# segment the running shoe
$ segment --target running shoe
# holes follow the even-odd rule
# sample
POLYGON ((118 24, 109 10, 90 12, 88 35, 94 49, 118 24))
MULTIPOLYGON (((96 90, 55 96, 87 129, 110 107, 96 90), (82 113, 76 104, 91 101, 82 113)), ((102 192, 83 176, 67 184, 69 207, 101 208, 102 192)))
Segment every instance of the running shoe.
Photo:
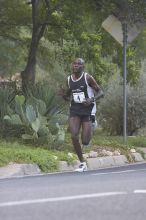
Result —
POLYGON ((75 171, 77 171, 77 172, 87 171, 87 164, 86 164, 86 162, 80 163, 79 167, 77 169, 75 169, 75 171))

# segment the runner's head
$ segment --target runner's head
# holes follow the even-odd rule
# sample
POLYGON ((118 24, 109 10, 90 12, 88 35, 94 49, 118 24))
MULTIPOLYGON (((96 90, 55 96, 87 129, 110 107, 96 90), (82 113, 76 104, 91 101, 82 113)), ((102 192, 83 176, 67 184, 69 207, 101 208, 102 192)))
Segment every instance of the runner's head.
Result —
POLYGON ((82 58, 76 58, 72 64, 73 73, 82 73, 85 61, 82 58))

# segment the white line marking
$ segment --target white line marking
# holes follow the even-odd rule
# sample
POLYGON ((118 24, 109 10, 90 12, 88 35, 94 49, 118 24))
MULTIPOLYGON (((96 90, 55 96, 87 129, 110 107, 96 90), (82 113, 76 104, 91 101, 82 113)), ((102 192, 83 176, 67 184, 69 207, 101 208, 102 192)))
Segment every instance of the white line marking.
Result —
POLYGON ((59 201, 68 201, 68 200, 79 200, 79 199, 88 199, 88 198, 97 198, 105 196, 115 196, 115 195, 125 195, 126 192, 106 192, 106 193, 94 193, 94 194, 83 194, 83 195, 74 195, 66 197, 54 197, 54 198, 43 198, 43 199, 32 199, 32 200, 22 200, 22 201, 11 201, 0 203, 0 207, 6 206, 20 206, 27 204, 36 204, 36 203, 47 203, 47 202, 59 202, 59 201))
POLYGON ((134 193, 146 193, 146 190, 145 189, 137 189, 137 190, 134 190, 134 193))
POLYGON ((123 170, 123 171, 113 171, 113 172, 107 172, 107 173, 93 173, 91 175, 97 176, 97 175, 107 175, 107 174, 120 174, 120 173, 132 173, 136 171, 146 171, 146 169, 138 169, 138 170, 123 170))

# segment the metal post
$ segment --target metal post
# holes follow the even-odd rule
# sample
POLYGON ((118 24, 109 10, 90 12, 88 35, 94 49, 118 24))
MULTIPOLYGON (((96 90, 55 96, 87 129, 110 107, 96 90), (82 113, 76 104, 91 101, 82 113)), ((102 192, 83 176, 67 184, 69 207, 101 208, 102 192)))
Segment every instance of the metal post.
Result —
POLYGON ((127 60, 126 60, 126 48, 127 48, 127 23, 122 23, 123 29, 123 139, 126 144, 127 141, 127 60))

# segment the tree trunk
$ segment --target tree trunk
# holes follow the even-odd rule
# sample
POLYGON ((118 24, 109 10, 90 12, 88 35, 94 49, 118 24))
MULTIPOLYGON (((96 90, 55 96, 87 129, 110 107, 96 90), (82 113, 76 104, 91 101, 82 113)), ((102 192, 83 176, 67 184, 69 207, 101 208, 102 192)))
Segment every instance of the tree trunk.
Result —
POLYGON ((28 54, 28 60, 25 69, 21 72, 22 88, 26 90, 35 82, 36 73, 36 55, 39 41, 43 36, 46 24, 39 24, 39 2, 40 0, 32 0, 32 39, 28 54))

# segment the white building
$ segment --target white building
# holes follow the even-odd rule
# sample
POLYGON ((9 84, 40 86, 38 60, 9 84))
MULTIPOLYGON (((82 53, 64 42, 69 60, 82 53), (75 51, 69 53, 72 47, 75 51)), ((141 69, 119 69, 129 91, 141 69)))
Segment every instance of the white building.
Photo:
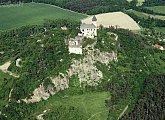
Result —
POLYGON ((84 37, 76 36, 75 39, 69 40, 69 53, 82 54, 81 42, 84 37))
POLYGON ((97 19, 95 16, 92 18, 92 24, 82 23, 80 31, 84 37, 94 38, 97 36, 97 19))

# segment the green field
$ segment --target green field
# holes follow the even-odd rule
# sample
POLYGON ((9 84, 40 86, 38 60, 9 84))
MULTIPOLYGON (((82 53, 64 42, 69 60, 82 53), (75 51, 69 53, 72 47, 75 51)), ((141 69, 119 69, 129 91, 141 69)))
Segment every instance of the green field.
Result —
POLYGON ((4 78, 8 79, 8 78, 11 78, 11 76, 0 70, 0 86, 2 85, 4 78))
POLYGON ((38 3, 0 6, 0 31, 24 25, 42 24, 44 19, 81 20, 86 15, 64 10, 56 6, 38 3))
MULTIPOLYGON (((128 2, 131 2, 132 0, 127 0, 128 2)), ((137 0, 139 6, 141 6, 143 4, 143 2, 145 2, 145 0, 137 0)))
POLYGON ((153 10, 156 13, 163 13, 165 14, 165 6, 154 6, 154 7, 147 7, 150 10, 153 10))
POLYGON ((0 109, 3 105, 6 105, 8 102, 8 94, 13 84, 13 81, 10 78, 12 78, 10 75, 0 70, 0 91, 2 92, 1 95, 2 94, 4 95, 3 99, 2 98, 0 99, 0 109), (5 81, 6 82, 5 85, 4 85, 4 79, 7 80, 5 81), (9 91, 3 91, 3 87, 8 88, 9 91))
POLYGON ((133 12, 135 15, 141 17, 141 18, 148 18, 153 17, 153 18, 157 18, 157 19, 161 19, 161 20, 165 20, 165 16, 161 16, 161 15, 151 15, 151 14, 147 14, 147 13, 143 13, 143 12, 139 12, 139 11, 135 11, 135 10, 129 10, 129 12, 133 12))
POLYGON ((154 28, 156 31, 162 32, 165 34, 165 28, 164 27, 155 27, 154 28))
POLYGON ((40 102, 36 112, 47 109, 53 110, 61 105, 74 106, 83 113, 86 120, 106 120, 109 108, 105 106, 105 100, 109 96, 108 92, 92 92, 74 96, 67 95, 67 97, 63 98, 55 95, 48 99, 48 101, 40 102))

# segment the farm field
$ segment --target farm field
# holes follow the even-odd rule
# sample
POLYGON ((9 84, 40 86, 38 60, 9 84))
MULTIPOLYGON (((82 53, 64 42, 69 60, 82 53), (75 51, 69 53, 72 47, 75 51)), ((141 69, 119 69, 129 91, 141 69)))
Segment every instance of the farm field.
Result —
MULTIPOLYGON (((127 14, 123 12, 110 12, 110 13, 103 13, 97 14, 97 25, 103 25, 104 27, 118 27, 124 28, 129 30, 140 30, 139 25, 127 14)), ((87 17, 82 20, 82 23, 90 24, 92 16, 87 17)))
POLYGON ((74 19, 80 21, 87 15, 56 6, 38 3, 0 6, 0 31, 25 25, 42 24, 44 19, 74 19))
POLYGON ((2 85, 2 83, 3 83, 4 78, 11 78, 11 76, 8 75, 7 73, 2 72, 2 71, 0 70, 0 87, 1 87, 1 85, 2 85))
POLYGON ((164 27, 156 27, 154 29, 165 34, 165 28, 164 27))
MULTIPOLYGON (((108 92, 85 93, 83 95, 74 95, 67 97, 53 96, 48 101, 38 104, 39 110, 55 109, 61 105, 75 106, 78 108, 87 120, 105 120, 107 119, 109 108, 105 106, 105 100, 109 98, 108 92)), ((64 116, 61 116, 61 118, 64 116)))
POLYGON ((165 14, 165 6, 154 6, 154 7, 147 7, 150 10, 153 10, 156 13, 164 13, 165 14))
MULTIPOLYGON (((127 0, 128 2, 131 2, 132 0, 127 0)), ((138 5, 141 6, 143 4, 143 2, 145 2, 145 0, 137 0, 138 1, 138 5)))
POLYGON ((139 12, 139 11, 135 11, 135 10, 129 10, 129 12, 133 12, 135 15, 141 17, 141 18, 148 18, 153 17, 153 18, 157 18, 157 19, 161 19, 161 20, 165 20, 165 16, 161 16, 161 15, 151 15, 151 14, 147 14, 147 13, 143 13, 143 12, 139 12))

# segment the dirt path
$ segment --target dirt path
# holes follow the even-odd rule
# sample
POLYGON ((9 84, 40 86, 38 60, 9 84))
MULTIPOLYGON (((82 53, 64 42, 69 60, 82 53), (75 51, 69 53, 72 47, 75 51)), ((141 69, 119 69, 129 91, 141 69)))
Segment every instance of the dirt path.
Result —
POLYGON ((119 120, 124 115, 124 113, 127 111, 127 109, 128 109, 128 105, 124 108, 123 112, 119 115, 117 120, 119 120))

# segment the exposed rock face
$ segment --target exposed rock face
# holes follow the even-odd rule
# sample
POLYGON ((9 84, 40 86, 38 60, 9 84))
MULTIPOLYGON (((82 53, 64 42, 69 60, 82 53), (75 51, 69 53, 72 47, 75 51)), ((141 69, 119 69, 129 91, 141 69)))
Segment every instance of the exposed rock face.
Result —
POLYGON ((26 103, 39 102, 41 99, 48 99, 50 95, 54 95, 60 90, 64 90, 69 87, 69 78, 72 75, 78 75, 81 83, 85 83, 90 86, 96 86, 101 82, 103 78, 103 74, 100 70, 97 69, 95 63, 97 61, 108 64, 112 60, 117 60, 117 54, 112 51, 112 53, 108 52, 100 52, 99 50, 95 50, 94 46, 96 43, 93 43, 90 46, 84 48, 86 52, 86 56, 82 60, 72 60, 72 65, 67 70, 67 74, 60 73, 56 77, 51 77, 53 85, 44 88, 43 84, 41 84, 38 88, 36 88, 33 92, 33 96, 30 99, 23 99, 26 103))
POLYGON ((4 73, 8 73, 9 75, 19 78, 19 75, 12 73, 11 71, 8 71, 9 66, 11 65, 11 61, 6 62, 5 64, 0 66, 0 70, 2 70, 4 73))
POLYGON ((48 99, 50 95, 54 95, 60 90, 64 90, 69 87, 69 79, 66 76, 59 75, 58 77, 51 78, 54 86, 48 86, 47 89, 44 88, 43 83, 33 91, 33 96, 29 99, 22 99, 26 103, 39 102, 40 100, 48 99))

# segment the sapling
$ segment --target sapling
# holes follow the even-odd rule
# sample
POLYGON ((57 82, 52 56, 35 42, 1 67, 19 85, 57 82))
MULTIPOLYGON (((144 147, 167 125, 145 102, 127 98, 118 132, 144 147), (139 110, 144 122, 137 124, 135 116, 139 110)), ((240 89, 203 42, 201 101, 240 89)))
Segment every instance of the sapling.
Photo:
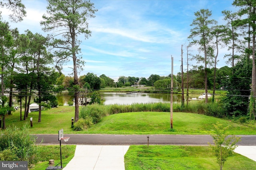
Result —
POLYGON ((223 127, 219 122, 213 124, 213 125, 214 132, 211 136, 213 138, 214 144, 209 144, 217 158, 220 170, 222 170, 224 163, 227 160, 228 157, 233 154, 233 151, 237 147, 236 144, 240 141, 241 137, 232 136, 228 137, 226 131, 229 128, 229 125, 223 127))

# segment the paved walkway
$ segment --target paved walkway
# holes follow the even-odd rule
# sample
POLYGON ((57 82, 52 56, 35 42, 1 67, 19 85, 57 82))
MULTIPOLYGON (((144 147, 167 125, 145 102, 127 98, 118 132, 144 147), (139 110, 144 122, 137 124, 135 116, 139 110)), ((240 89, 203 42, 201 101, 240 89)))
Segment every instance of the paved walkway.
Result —
MULTIPOLYGON (((129 146, 77 145, 63 170, 125 170, 124 156, 129 146)), ((256 161, 256 146, 239 146, 235 152, 256 161)))
POLYGON ((124 170, 124 156, 129 146, 77 145, 75 155, 63 170, 124 170))
POLYGON ((256 146, 238 146, 234 151, 256 161, 256 146))

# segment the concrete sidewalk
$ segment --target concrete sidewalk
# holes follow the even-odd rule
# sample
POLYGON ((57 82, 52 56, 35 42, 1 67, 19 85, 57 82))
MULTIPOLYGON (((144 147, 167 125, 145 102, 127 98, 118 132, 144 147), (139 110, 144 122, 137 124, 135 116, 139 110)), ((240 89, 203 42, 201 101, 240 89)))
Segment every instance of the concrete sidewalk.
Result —
POLYGON ((234 152, 256 161, 256 146, 238 146, 234 152))
MULTIPOLYGON (((129 146, 77 145, 74 158, 63 170, 125 170, 129 146)), ((256 161, 256 146, 238 146, 234 152, 256 161)))
POLYGON ((124 170, 129 146, 77 145, 73 158, 64 170, 124 170))

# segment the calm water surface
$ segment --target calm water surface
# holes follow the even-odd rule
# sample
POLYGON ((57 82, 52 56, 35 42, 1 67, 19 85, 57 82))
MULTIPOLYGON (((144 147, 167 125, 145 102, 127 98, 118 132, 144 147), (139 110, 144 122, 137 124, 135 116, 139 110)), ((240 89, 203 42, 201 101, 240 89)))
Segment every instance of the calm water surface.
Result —
MULTIPOLYGON (((129 105, 133 103, 170 102, 170 94, 167 93, 135 93, 126 94, 126 93, 100 92, 99 94, 102 101, 105 105, 129 105)), ((74 96, 69 94, 68 92, 60 93, 55 95, 58 98, 59 104, 62 104, 64 106, 68 105, 68 101, 74 98, 74 96)), ((90 94, 87 96, 89 98, 90 97, 90 94)), ((181 95, 174 94, 173 98, 174 102, 180 102, 181 95)), ((32 101, 33 101, 34 98, 34 97, 33 97, 32 101)), ((15 106, 20 105, 16 97, 14 98, 13 101, 15 106)))

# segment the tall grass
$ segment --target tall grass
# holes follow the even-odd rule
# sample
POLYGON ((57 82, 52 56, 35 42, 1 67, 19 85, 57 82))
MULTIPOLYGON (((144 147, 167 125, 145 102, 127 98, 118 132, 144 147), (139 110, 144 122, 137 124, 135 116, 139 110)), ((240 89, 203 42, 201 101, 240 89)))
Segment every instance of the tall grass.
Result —
MULTIPOLYGON (((82 108, 80 112, 80 118, 92 119, 94 123, 100 121, 105 116, 126 112, 140 111, 170 111, 170 104, 168 103, 134 104, 131 105, 113 104, 106 106, 94 104, 82 108)), ((182 108, 180 104, 173 105, 173 111, 198 113, 209 116, 223 117, 224 111, 217 103, 205 104, 203 102, 190 102, 182 108)))
POLYGON ((28 161, 29 164, 36 162, 39 158, 36 139, 28 132, 26 125, 21 128, 16 126, 8 127, 2 131, 0 135, 0 159, 13 160, 8 159, 15 158, 17 160, 28 161))

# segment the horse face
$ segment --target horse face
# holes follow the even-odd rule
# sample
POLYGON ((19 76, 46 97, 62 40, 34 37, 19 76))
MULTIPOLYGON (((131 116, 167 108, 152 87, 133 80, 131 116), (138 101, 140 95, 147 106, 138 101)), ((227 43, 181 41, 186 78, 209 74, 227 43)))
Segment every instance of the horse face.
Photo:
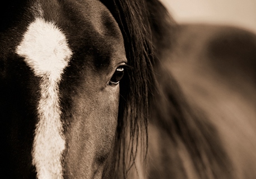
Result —
POLYGON ((34 169, 39 178, 100 178, 127 63, 118 26, 96 1, 23 5, 21 20, 1 32, 1 117, 13 124, 4 131, 12 139, 4 153, 22 155, 10 156, 7 167, 19 177, 34 169))

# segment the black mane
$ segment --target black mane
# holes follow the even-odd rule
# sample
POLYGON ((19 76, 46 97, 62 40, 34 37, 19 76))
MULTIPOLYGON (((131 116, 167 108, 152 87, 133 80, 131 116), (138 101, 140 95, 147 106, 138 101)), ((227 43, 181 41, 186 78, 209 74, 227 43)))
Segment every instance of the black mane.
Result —
MULTIPOLYGON (((178 150, 178 142, 184 144, 199 178, 231 177, 232 166, 217 131, 201 111, 188 103, 175 79, 161 66, 165 58, 170 59, 166 55, 175 43, 176 26, 167 11, 157 0, 101 1, 121 29, 132 68, 125 77, 129 82, 120 84, 115 147, 118 154, 111 172, 121 170, 126 177, 134 164, 138 143, 143 143, 140 140, 144 139, 147 146, 149 119, 167 134, 174 146, 169 150, 178 150), (127 153, 131 154, 127 157, 127 153)), ((146 154, 147 149, 139 149, 146 154)), ((155 173, 149 170, 153 178, 155 173)), ((120 178, 117 173, 116 177, 120 178)))

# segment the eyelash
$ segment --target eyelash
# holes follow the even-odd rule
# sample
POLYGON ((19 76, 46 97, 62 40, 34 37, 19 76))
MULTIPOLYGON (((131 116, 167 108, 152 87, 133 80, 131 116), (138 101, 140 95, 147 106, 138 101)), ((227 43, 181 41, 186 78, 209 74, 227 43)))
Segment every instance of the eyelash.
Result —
------------------------------------------------------------
### TASK DETAILS
Reproduce the material from the line that has "# segment the eyelash" through the last line of the material, replacing "eyelash" with "eyebrow" and leaving everything else unchanged.

### WORKED SOLUTION
# segment the eyebrow
$ segment --target eyebrow
# holes follow the even-odd rule
# sample
POLYGON ((19 76, 46 97, 62 40, 34 37, 19 76))
MULTIPOLYGON (((131 116, 167 108, 152 87, 133 80, 131 116), (138 101, 140 95, 147 106, 138 101)), ((227 43, 181 41, 186 78, 209 74, 227 43)))
Segment every instance of the eyebrow.
Result —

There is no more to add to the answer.